##### RECORDS SUPPLIED #####

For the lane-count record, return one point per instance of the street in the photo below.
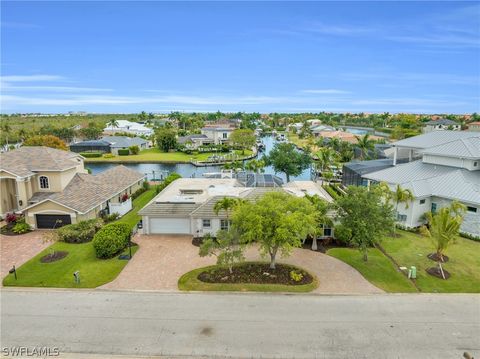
(242, 325)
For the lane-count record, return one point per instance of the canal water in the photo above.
(161, 170)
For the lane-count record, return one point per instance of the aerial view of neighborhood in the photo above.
(240, 179)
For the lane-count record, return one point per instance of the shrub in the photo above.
(134, 150)
(80, 232)
(91, 154)
(111, 239)
(11, 218)
(21, 227)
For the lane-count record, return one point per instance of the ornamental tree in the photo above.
(364, 216)
(277, 222)
(284, 157)
(243, 138)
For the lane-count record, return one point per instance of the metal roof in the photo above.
(425, 179)
(435, 138)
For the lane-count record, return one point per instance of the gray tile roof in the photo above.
(85, 191)
(24, 161)
(425, 179)
(462, 148)
(124, 141)
(442, 121)
(435, 138)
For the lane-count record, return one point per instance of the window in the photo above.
(44, 182)
(224, 224)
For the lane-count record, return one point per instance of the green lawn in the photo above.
(411, 249)
(378, 270)
(155, 155)
(190, 282)
(464, 265)
(93, 272)
(132, 218)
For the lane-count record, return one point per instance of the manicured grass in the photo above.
(93, 272)
(464, 264)
(378, 270)
(190, 282)
(132, 218)
(155, 155)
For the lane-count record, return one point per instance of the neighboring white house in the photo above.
(449, 170)
(441, 124)
(186, 205)
(134, 128)
(219, 134)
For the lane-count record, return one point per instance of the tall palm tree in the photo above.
(365, 144)
(112, 123)
(444, 226)
(398, 196)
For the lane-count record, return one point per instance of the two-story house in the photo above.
(52, 188)
(448, 170)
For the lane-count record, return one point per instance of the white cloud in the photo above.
(30, 78)
(326, 91)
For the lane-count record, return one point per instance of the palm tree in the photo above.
(6, 129)
(112, 123)
(365, 144)
(443, 228)
(401, 195)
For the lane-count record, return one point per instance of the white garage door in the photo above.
(169, 225)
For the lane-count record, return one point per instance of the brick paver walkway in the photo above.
(162, 259)
(16, 250)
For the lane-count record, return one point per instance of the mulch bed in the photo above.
(434, 257)
(53, 257)
(7, 230)
(256, 273)
(435, 271)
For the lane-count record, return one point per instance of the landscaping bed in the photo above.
(249, 276)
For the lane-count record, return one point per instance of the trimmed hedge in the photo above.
(111, 239)
(80, 232)
(91, 154)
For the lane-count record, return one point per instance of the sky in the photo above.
(116, 57)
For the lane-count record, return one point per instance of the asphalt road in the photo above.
(242, 325)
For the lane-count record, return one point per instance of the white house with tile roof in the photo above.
(52, 188)
(448, 170)
(186, 205)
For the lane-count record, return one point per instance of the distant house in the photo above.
(441, 124)
(109, 144)
(134, 128)
(51, 187)
(474, 126)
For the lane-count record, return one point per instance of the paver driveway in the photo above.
(162, 259)
(16, 250)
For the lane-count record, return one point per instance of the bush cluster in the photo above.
(80, 232)
(111, 239)
(123, 152)
(91, 154)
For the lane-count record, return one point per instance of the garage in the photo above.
(52, 220)
(169, 225)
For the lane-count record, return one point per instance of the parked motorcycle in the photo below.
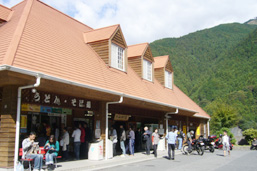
(253, 147)
(209, 143)
(197, 145)
(219, 145)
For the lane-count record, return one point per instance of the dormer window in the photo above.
(168, 79)
(147, 70)
(117, 57)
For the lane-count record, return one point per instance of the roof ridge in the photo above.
(13, 46)
(64, 14)
(161, 56)
(17, 4)
(5, 7)
(138, 44)
(101, 28)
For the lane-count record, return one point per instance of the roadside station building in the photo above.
(57, 70)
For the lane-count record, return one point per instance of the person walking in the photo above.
(65, 141)
(155, 141)
(180, 139)
(122, 140)
(52, 147)
(82, 141)
(225, 142)
(171, 137)
(114, 140)
(254, 144)
(76, 135)
(131, 136)
(147, 138)
(189, 140)
(88, 137)
(30, 150)
(138, 140)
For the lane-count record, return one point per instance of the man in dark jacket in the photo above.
(122, 138)
(131, 137)
(254, 144)
(147, 138)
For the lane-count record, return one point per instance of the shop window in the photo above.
(117, 57)
(147, 70)
(168, 79)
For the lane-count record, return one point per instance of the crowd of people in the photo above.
(54, 141)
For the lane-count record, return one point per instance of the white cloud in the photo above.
(148, 20)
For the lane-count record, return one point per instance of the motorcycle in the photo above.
(219, 145)
(197, 145)
(209, 143)
(253, 147)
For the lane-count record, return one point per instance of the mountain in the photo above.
(252, 21)
(217, 65)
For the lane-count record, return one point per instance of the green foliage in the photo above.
(250, 134)
(217, 65)
(223, 116)
(221, 131)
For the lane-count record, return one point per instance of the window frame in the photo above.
(168, 79)
(116, 50)
(146, 72)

#####

STATED EXERCISE. Write out again every line above exactly as given; the pictures do not belong in the copy.

CORRECT ANSWER.
For the lane-count record, return one point per instance of the street in the photo below.
(242, 325)
For the lane-count record, return one point per instance of the canal water in the photo above.
(161, 170)
For the lane-count record, return one point per instance of the aerial view of neighborhood in the photo above.
(240, 179)
For the lane-count record, return one point per instance of the shrub in the photo above.
(134, 150)
(80, 232)
(91, 154)
(111, 239)
(11, 218)
(21, 227)
For the lane-count record, return one point per instance of the ornamental tree in the photo above.
(364, 216)
(277, 222)
(284, 157)
(243, 138)
For the lane-count record, return one point per instance of the metal roof in the photo above.
(425, 179)
(435, 138)
For the lane-count record, return one point per instance of the gray tile roof in the photo above.
(85, 191)
(24, 161)
(425, 179)
(462, 148)
(124, 141)
(442, 121)
(435, 138)
For the lane-count record, return one point per instance of the window in the photo above.
(44, 182)
(224, 224)
For the lane-count record, return one point per instance of the green lawn in the photo above.
(411, 249)
(378, 270)
(155, 155)
(190, 282)
(464, 265)
(93, 272)
(132, 218)
For the lane-count record, return one point per instance of the manicured grass in the photo above.
(93, 272)
(464, 264)
(378, 270)
(190, 282)
(132, 218)
(155, 155)
For the lane-count record, return one point per instance of the neighboring white house in the photo above.
(449, 170)
(441, 124)
(186, 205)
(134, 128)
(219, 134)
For the lane-count record, return one point per instance of the tall palm tree in the photo above.
(365, 144)
(112, 123)
(444, 226)
(398, 196)
For the lane-count record, return one point per instance of the two-story house in the photo above.
(52, 188)
(448, 170)
For the lane-count record, return one point per instance of the white cloud in the photo above.
(30, 78)
(326, 91)
For the lane-count record, return one point per instance of the palm tree in the photo above.
(6, 129)
(112, 123)
(365, 144)
(443, 228)
(401, 195)
For the lane-count record, return one point per instance of the white garage door in the photo above.
(169, 225)
For the lane-count record, return one point per instance of the brick paver walkway in the photo above.
(162, 259)
(16, 250)
For the lane-count record, return one point per instance of the mulch bed in the photo above.
(434, 257)
(53, 257)
(7, 230)
(256, 273)
(435, 271)
For the lane-count record, return one point per instance of the landscaping bed in the photo above.
(249, 276)
For the lane-count record, return one point per instance of the trimmed hedge in the photo above.
(111, 239)
(80, 232)
(91, 154)
For the lane-count record, return one point per instance of the sky in the photo above.
(116, 57)
For the lane-count record, return one point per instance of the asphalt road in the photo above.
(242, 325)
For the lane-count record, return one point per instance of the white house with tile roof in the photo above.
(52, 188)
(448, 170)
(186, 205)
For the lane-count record, return one point per instance of the distant house in the photo above.
(441, 124)
(109, 144)
(134, 128)
(51, 187)
(474, 126)
For the lane-count record, return one point per instance of the paver driveway in the photo above.
(162, 259)
(16, 250)
For the lane-count record, return one point per instance of the bush cluster in the photo above.
(80, 232)
(111, 239)
(123, 152)
(91, 154)
For the lane-count record, return one point per instance of the garage in the photo above.
(52, 220)
(169, 225)
For the lane-count record, return one point per instance of the parked motorcycle in the photo below.
(253, 147)
(209, 143)
(197, 145)
(219, 145)
For the lane-count record, return one point per instance of the dormer window in the photo above.
(168, 79)
(147, 70)
(117, 57)
For the lane-count record, return one point per instance of the roof ridge in the photo above.
(13, 46)
(64, 14)
(161, 56)
(17, 4)
(5, 7)
(138, 44)
(101, 28)
For the lane-count record, return one point per instance of the roadside station building in the photo above.
(57, 70)
For the lane-count record, return one point per instance of the person walking in the photo above.
(65, 141)
(155, 141)
(180, 139)
(122, 140)
(52, 147)
(82, 141)
(225, 142)
(171, 137)
(114, 140)
(254, 144)
(76, 135)
(131, 136)
(147, 138)
(189, 140)
(88, 137)
(30, 150)
(138, 140)
For the lane-count record, return one point per instance of the man in dark jacket in the photo above.
(122, 138)
(131, 137)
(254, 144)
(147, 138)
For the lane-count record, return one point per instance of the shop window in the photo above.
(117, 57)
(147, 70)
(168, 79)
For the lane-count record, return one point per instance of the crowd of people in the photo above.
(54, 141)
For the lane-count record, return one point per instance of the white cloud in the photo above.
(148, 20)
For the lane-count record, return one point per instance of the motorcycle in the photo above.
(219, 145)
(197, 145)
(209, 143)
(253, 147)
For the lane-count record, return one point per instance of the mountain in the photo above.
(252, 21)
(217, 65)
For the lane-count record, return one point per instance of the green foliage in the photo above.
(250, 134)
(217, 65)
(223, 116)
(221, 131)
For the lane-count record, return one point per instance of the window frame in the photo above.
(168, 79)
(116, 50)
(146, 72)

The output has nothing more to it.